Your task - Every line with the string "clear" should be copied from the data.

Task material -
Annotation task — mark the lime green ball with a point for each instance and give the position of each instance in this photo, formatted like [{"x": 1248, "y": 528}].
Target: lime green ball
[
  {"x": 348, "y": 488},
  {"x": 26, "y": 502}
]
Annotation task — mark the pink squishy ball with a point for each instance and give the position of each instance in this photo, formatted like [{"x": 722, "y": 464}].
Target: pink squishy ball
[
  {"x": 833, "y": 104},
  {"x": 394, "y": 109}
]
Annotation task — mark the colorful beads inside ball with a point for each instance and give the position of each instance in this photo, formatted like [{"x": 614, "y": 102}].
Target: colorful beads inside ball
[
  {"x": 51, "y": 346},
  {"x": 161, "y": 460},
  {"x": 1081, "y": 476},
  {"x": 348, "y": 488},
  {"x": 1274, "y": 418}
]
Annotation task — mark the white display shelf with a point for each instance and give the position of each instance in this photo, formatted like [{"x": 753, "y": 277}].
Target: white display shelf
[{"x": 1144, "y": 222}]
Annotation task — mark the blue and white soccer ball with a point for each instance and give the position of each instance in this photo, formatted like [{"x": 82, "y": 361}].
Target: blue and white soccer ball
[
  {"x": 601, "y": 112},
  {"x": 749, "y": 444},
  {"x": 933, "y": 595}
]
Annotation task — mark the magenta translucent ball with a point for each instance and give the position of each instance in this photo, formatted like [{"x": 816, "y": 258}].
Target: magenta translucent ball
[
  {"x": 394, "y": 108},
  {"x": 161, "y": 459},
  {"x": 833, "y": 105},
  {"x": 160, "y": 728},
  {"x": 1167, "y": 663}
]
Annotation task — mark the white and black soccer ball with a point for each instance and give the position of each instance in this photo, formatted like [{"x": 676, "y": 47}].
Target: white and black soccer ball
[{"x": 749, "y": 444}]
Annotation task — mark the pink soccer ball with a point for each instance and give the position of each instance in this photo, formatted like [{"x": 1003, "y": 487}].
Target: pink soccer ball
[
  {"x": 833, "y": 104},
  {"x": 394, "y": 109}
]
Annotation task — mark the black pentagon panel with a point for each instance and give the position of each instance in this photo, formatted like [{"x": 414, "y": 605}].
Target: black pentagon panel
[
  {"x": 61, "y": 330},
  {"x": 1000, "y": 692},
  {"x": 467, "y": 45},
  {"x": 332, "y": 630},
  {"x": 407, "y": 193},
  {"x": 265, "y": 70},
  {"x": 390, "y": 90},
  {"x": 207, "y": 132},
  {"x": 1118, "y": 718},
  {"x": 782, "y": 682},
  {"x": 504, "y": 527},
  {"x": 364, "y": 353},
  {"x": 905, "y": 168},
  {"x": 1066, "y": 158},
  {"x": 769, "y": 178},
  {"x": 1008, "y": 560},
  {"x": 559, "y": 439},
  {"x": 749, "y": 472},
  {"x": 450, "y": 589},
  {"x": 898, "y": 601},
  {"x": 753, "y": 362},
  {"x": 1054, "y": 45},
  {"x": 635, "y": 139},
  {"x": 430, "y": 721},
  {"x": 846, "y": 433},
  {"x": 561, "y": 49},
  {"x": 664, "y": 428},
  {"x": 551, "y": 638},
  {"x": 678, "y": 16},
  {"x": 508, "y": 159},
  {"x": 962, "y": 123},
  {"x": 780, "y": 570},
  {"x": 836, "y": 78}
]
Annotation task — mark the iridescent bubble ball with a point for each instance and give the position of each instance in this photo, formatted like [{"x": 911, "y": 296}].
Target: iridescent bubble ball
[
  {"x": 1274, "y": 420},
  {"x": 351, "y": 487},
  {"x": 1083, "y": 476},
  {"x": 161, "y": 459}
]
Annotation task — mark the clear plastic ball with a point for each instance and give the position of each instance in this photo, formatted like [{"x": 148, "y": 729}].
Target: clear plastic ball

Solution to the exercise -
Annotation task — mark the clear plastic ball with a point for each instance and give the position of each instance in this photo, formatted like [{"x": 148, "y": 729}].
Target: clear plastic ball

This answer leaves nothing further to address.